[Your goal] Transcribe every entry below word for word, but skip the pictures.

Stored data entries

· · · · ·

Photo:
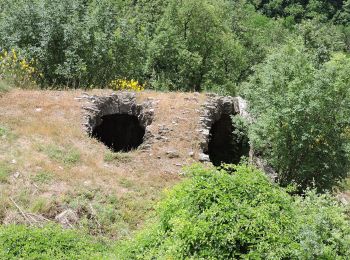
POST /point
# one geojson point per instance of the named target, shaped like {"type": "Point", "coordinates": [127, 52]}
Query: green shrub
{"type": "Point", "coordinates": [43, 177]}
{"type": "Point", "coordinates": [231, 215]}
{"type": "Point", "coordinates": [3, 86]}
{"type": "Point", "coordinates": [5, 172]}
{"type": "Point", "coordinates": [50, 242]}
{"type": "Point", "coordinates": [69, 156]}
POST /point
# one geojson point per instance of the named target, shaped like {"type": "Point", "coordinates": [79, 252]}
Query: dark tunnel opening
{"type": "Point", "coordinates": [224, 145]}
{"type": "Point", "coordinates": [120, 132]}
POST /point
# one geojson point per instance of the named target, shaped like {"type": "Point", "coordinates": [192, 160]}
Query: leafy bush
{"type": "Point", "coordinates": [230, 215]}
{"type": "Point", "coordinates": [302, 113]}
{"type": "Point", "coordinates": [50, 242]}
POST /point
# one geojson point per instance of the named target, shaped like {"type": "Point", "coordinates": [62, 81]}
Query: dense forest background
{"type": "Point", "coordinates": [290, 60]}
{"type": "Point", "coordinates": [169, 45]}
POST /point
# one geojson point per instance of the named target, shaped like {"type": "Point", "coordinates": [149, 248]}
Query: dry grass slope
{"type": "Point", "coordinates": [48, 164]}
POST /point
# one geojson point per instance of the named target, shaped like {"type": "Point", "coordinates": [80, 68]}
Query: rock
{"type": "Point", "coordinates": [203, 157]}
{"type": "Point", "coordinates": [67, 218]}
{"type": "Point", "coordinates": [172, 154]}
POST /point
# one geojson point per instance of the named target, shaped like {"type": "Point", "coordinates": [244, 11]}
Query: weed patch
{"type": "Point", "coordinates": [68, 156]}
{"type": "Point", "coordinates": [43, 177]}
{"type": "Point", "coordinates": [117, 157]}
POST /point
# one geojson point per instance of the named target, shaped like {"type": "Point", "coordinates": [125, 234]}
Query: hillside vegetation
{"type": "Point", "coordinates": [290, 59]}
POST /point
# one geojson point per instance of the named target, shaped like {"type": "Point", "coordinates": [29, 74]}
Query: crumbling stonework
{"type": "Point", "coordinates": [212, 111]}
{"type": "Point", "coordinates": [118, 103]}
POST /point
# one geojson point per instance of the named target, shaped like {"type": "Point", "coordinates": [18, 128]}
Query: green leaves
{"type": "Point", "coordinates": [221, 215]}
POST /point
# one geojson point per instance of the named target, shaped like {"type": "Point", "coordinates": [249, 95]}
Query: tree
{"type": "Point", "coordinates": [302, 114]}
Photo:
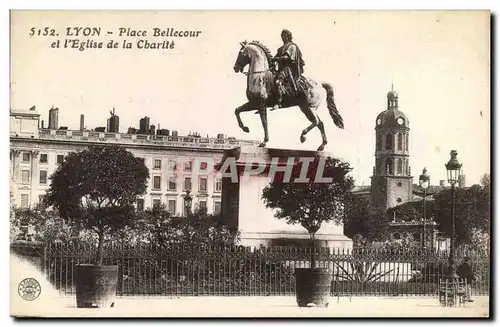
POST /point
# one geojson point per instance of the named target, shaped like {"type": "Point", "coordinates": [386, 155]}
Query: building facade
{"type": "Point", "coordinates": [176, 164]}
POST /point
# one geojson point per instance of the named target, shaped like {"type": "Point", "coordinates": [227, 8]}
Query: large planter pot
{"type": "Point", "coordinates": [95, 286]}
{"type": "Point", "coordinates": [313, 285]}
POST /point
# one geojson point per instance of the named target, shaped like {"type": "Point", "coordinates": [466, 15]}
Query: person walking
{"type": "Point", "coordinates": [465, 272]}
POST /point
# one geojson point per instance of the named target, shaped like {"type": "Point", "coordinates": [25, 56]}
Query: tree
{"type": "Point", "coordinates": [96, 188]}
{"type": "Point", "coordinates": [472, 211]}
{"type": "Point", "coordinates": [310, 203]}
{"type": "Point", "coordinates": [364, 222]}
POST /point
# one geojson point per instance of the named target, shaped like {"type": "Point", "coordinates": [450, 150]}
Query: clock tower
{"type": "Point", "coordinates": [391, 183]}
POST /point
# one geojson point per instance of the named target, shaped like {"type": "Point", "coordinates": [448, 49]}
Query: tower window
{"type": "Point", "coordinates": [390, 168]}
{"type": "Point", "coordinates": [388, 141]}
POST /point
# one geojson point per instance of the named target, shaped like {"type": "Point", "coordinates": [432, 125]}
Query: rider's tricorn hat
{"type": "Point", "coordinates": [287, 33]}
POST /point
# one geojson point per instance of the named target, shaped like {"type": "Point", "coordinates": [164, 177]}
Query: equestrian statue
{"type": "Point", "coordinates": [277, 82]}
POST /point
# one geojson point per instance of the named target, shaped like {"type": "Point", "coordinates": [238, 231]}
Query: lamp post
{"type": "Point", "coordinates": [188, 199]}
{"type": "Point", "coordinates": [425, 180]}
{"type": "Point", "coordinates": [453, 168]}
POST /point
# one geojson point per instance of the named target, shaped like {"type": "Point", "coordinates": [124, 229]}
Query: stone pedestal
{"type": "Point", "coordinates": [244, 209]}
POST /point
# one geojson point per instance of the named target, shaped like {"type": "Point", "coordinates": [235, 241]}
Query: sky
{"type": "Point", "coordinates": [438, 62]}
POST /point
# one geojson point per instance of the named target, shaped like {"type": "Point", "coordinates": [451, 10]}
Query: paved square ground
{"type": "Point", "coordinates": [272, 306]}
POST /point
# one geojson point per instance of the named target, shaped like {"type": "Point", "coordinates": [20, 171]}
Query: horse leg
{"type": "Point", "coordinates": [240, 109]}
{"type": "Point", "coordinates": [321, 127]}
{"type": "Point", "coordinates": [263, 119]}
{"type": "Point", "coordinates": [312, 118]}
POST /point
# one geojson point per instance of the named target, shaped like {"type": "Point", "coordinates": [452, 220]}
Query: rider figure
{"type": "Point", "coordinates": [290, 67]}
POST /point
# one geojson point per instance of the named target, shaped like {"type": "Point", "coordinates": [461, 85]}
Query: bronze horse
{"type": "Point", "coordinates": [261, 93]}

· · · · ·

[Final answer]
Photo:
POST /point
# one geojson point per instance of the named target, shaped like {"type": "Point", "coordinates": [127, 52]}
Query: green shrub
{"type": "Point", "coordinates": [43, 177]}
{"type": "Point", "coordinates": [231, 215]}
{"type": "Point", "coordinates": [3, 86]}
{"type": "Point", "coordinates": [5, 172]}
{"type": "Point", "coordinates": [50, 242]}
{"type": "Point", "coordinates": [69, 156]}
POST /point
# one geojson point per instance of the named target, shaped like {"type": "Point", "coordinates": [79, 252]}
Query: dark tunnel opening
{"type": "Point", "coordinates": [224, 145]}
{"type": "Point", "coordinates": [120, 132]}
POST /point
# one geojson point per instance of the named target, shaped like {"type": "Point", "coordinates": [192, 160]}
Query: leafy bush
{"type": "Point", "coordinates": [230, 215]}
{"type": "Point", "coordinates": [302, 113]}
{"type": "Point", "coordinates": [50, 242]}
POST /point
# one geojson point per instance of the named target, shaped like {"type": "Point", "coordinates": [62, 81]}
Query: dense forest background
{"type": "Point", "coordinates": [290, 60]}
{"type": "Point", "coordinates": [169, 45]}
POST /point
# one geojson point per instance of the named target, shaped like {"type": "Point", "coordinates": [149, 248]}
Query: dry grass slope
{"type": "Point", "coordinates": [48, 164]}
POST /point
# one geojson point per instance of the named target, shaped like {"type": "Point", "coordinates": [80, 68]}
Query: rock
{"type": "Point", "coordinates": [203, 157]}
{"type": "Point", "coordinates": [67, 218]}
{"type": "Point", "coordinates": [172, 154]}
POST /point
# one geojson point per instance of the named target, shaped like {"type": "Point", "coordinates": [244, 11]}
Query: weed patch
{"type": "Point", "coordinates": [68, 156]}
{"type": "Point", "coordinates": [43, 177]}
{"type": "Point", "coordinates": [117, 157]}
POST /point
# one geojson point per instance of the named target, shaped like {"type": "Point", "coordinates": [125, 234]}
Query: hillside vegetation
{"type": "Point", "coordinates": [290, 59]}
POST /point
# one geojson point per instance of the named target, shaped like {"type": "Point", "coordinates": [29, 74]}
Query: crumbling stonework
{"type": "Point", "coordinates": [212, 111]}
{"type": "Point", "coordinates": [118, 103]}
POST /point
# one geojson point per instance of the named target, shaped like {"type": "Point", "coordinates": [18, 128]}
Query: green leaves
{"type": "Point", "coordinates": [221, 215]}
POST /point
# one geojson point per instance of the named target, shaped like {"type": "Point", "coordinates": [249, 95]}
Query: tree
{"type": "Point", "coordinates": [302, 114]}
Photo:
POST /point
# one geojson point per instance of the named target, shaped like {"type": "Point", "coordinates": [386, 155]}
Query: building facade
{"type": "Point", "coordinates": [176, 164]}
POST /point
# one geojson point per instance of the named target, shaped like {"type": "Point", "coordinates": [227, 8]}
Query: large planter pot
{"type": "Point", "coordinates": [95, 286]}
{"type": "Point", "coordinates": [313, 285]}
POST /point
# one geojson point per instance of the named target, shaped like {"type": "Point", "coordinates": [466, 15]}
Query: person walking
{"type": "Point", "coordinates": [465, 272]}
POST /point
# one geojson point per instance of the named target, shaped like {"type": "Point", "coordinates": [25, 56]}
Query: tree
{"type": "Point", "coordinates": [96, 188]}
{"type": "Point", "coordinates": [472, 211]}
{"type": "Point", "coordinates": [310, 203]}
{"type": "Point", "coordinates": [364, 222]}
POST /point
# one geojson point per instance of the named target, shaped like {"type": "Point", "coordinates": [450, 150]}
Query: clock tower
{"type": "Point", "coordinates": [391, 183]}
POST /point
# one geojson point per instance of the named target, shaped like {"type": "Point", "coordinates": [448, 49]}
Query: tower window
{"type": "Point", "coordinates": [390, 168]}
{"type": "Point", "coordinates": [388, 141]}
POST /point
# one geojson point per instance of the named target, shaped like {"type": "Point", "coordinates": [432, 125]}
Query: rider's tricorn hat
{"type": "Point", "coordinates": [287, 33]}
POST /point
# one geojson point per instance of the named target, shaped like {"type": "Point", "coordinates": [164, 177]}
Query: equestrian statue
{"type": "Point", "coordinates": [277, 82]}
POST /point
# one geojson point per instance of the named target, shaped like {"type": "Point", "coordinates": [238, 231]}
Query: lamp post
{"type": "Point", "coordinates": [188, 199]}
{"type": "Point", "coordinates": [425, 180]}
{"type": "Point", "coordinates": [453, 168]}
POST /point
# one geojson point per instance of the named target, shaped like {"type": "Point", "coordinates": [124, 229]}
Query: stone pedestal
{"type": "Point", "coordinates": [244, 209]}
POST /point
# one geojson point per instance of the named target, shaped like {"type": "Point", "coordinates": [235, 241]}
Query: sky
{"type": "Point", "coordinates": [438, 62]}
POST /point
# one geojson point per instance of the named target, shaped like {"type": "Point", "coordinates": [451, 10]}
Query: paved square ground
{"type": "Point", "coordinates": [272, 306]}
POST /point
# one geojson point per instance of the named target, shaped like {"type": "Point", "coordinates": [20, 171]}
Query: horse leg
{"type": "Point", "coordinates": [240, 109]}
{"type": "Point", "coordinates": [321, 127]}
{"type": "Point", "coordinates": [263, 119]}
{"type": "Point", "coordinates": [312, 118]}
POST /point
# one geojson point per instance of the named target, shaped like {"type": "Point", "coordinates": [452, 220]}
Query: rider figure
{"type": "Point", "coordinates": [290, 67]}
POST /point
# one geojson point per instance of the named target, shaped like {"type": "Point", "coordinates": [461, 85]}
Query: bronze horse
{"type": "Point", "coordinates": [261, 93]}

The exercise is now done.